§ **TO DO**
The answer must restate the records below word for word.

§ **RECORDED INFORMATION**
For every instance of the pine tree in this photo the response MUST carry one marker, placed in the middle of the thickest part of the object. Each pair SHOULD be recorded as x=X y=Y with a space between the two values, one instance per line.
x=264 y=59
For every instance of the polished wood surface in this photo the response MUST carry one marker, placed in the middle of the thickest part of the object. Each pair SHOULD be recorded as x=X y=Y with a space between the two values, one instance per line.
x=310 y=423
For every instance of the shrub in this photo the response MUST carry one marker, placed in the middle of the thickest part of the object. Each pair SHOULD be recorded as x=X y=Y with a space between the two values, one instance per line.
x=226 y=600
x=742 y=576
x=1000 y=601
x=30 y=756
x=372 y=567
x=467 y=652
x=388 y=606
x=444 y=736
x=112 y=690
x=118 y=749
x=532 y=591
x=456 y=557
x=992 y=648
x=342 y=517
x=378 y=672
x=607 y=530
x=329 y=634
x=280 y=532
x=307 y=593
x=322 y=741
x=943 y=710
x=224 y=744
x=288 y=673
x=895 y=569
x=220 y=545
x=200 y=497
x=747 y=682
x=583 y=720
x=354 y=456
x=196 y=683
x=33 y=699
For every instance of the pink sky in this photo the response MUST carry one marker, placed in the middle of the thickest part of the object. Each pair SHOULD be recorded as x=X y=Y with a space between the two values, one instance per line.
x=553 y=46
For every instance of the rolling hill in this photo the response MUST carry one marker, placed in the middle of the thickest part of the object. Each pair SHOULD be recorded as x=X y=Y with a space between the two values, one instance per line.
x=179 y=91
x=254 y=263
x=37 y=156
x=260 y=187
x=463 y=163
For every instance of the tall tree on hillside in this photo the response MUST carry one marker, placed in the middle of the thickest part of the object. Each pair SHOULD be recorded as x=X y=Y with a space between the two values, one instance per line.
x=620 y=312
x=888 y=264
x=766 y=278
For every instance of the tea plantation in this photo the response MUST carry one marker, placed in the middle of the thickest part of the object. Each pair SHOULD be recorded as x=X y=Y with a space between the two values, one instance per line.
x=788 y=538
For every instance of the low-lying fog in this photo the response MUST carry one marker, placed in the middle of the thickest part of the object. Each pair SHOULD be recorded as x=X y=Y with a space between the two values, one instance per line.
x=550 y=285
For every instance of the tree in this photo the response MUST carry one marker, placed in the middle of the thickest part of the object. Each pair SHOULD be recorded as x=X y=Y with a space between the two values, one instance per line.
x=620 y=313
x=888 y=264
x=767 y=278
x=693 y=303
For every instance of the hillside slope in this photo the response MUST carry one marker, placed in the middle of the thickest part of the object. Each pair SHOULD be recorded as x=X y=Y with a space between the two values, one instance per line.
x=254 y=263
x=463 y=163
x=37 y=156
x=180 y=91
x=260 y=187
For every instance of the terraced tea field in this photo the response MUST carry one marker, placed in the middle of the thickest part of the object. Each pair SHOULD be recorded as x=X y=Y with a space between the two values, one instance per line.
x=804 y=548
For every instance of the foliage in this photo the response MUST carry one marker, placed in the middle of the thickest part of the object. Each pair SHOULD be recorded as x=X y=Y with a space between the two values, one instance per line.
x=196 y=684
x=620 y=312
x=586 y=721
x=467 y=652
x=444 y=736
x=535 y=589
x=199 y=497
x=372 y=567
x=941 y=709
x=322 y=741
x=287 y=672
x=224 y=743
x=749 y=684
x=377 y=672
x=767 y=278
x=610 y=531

§ **TASK RESPONSE**
For every instance of the pine tree in this photo the response MUST carry one marker, placed in the middle of the thickest part of the object. Each pair SHOULD be recorded as x=X y=Y with a space between the two values, one instance per line.
x=264 y=59
For every instance of the polished wood surface in this photo the response MUST carry one marker, placed in the middle of the thickest part of the object. Each pair SHOULD be recorded as x=X y=Y with a space between the two values, one instance per line.
x=310 y=423
For every instance of the shrub in this photo the response MUST carry one marker, placed in the middle of the thickest part of the object. Each pair SHOULD be recorded as x=X y=Y with a space between the two values, one instance per line.
x=226 y=600
x=742 y=576
x=1000 y=601
x=30 y=756
x=372 y=567
x=467 y=652
x=388 y=606
x=444 y=736
x=112 y=690
x=118 y=749
x=532 y=591
x=456 y=557
x=992 y=648
x=342 y=517
x=378 y=672
x=607 y=530
x=329 y=634
x=280 y=532
x=307 y=593
x=322 y=741
x=943 y=710
x=224 y=744
x=288 y=673
x=895 y=569
x=220 y=545
x=200 y=497
x=747 y=682
x=583 y=720
x=354 y=456
x=196 y=683
x=33 y=699
For every instance of the pink sky in this photo the response MUST carry one marker, placed in the middle of the thickest part of the object. Each pair SHOULD be recorded as x=X y=Y with a space between the two values, one instance per line.
x=553 y=46
For every instance of the rolling hill in this photo the response MUST carry one marker, placed in the middle of the thickest part of the object. Each pair SHOULD be recorded as x=X y=Y with a space between the two values, one instance per line.
x=179 y=91
x=254 y=263
x=37 y=156
x=260 y=187
x=463 y=163
For every instance of the tall tree on hillside in this photo the response MUST carry one marker, placed in the middle of the thickest part of the object. Each pair SHOULD be recorded as x=X y=Y with a space between the two values, one instance per line.
x=620 y=312
x=888 y=264
x=766 y=278
For every instance of the tea plantation in this photo the response MUST carry one marker, placed in the middle of the thickest part of the object. Each pair SHOULD be recorded as x=X y=Y with a space between the two values, one instance per line.
x=788 y=538
For every instance of the low-lying fog in this photo the response MUST carry one marker, placed in the middle of the thickest part of the object. Each pair SHOULD be recorded as x=X y=Y with a space between the two values, one instance per line.
x=550 y=285
For every instance of the tree in this photo the response MUST carry one marker, placed in the middle of the thickest part of the object. Each pair SHOULD be recorded as x=X y=Y with a space between the two values, one instance per line.
x=620 y=313
x=888 y=264
x=767 y=278
x=693 y=303
For every instance of the hillside slope in this photo the response MUST carry one marker, placed in the middle of the thickest part of the object. Each pair SHOULD be recorded as x=X y=Y with a space between the two values, one instance per line.
x=254 y=263
x=463 y=163
x=37 y=156
x=180 y=91
x=260 y=187
For every instance of the terraced tea field in this photo the response MUST carry one marker, placed in the middle of the thickest part of the object. Each pair SHOULD be recorded as x=X y=Y with a space between the two values, one instance per line.
x=804 y=548
For every instance of the foliage in this photo the response MUST carry one marker, placed in the middle of the thickest part of the object. Each pair SHOULD be recorded as x=X y=Y with a space between the two values, one instance per line.
x=196 y=684
x=620 y=312
x=586 y=721
x=467 y=652
x=444 y=736
x=535 y=589
x=199 y=497
x=372 y=567
x=941 y=709
x=322 y=741
x=287 y=672
x=224 y=743
x=749 y=684
x=377 y=672
x=767 y=278
x=610 y=531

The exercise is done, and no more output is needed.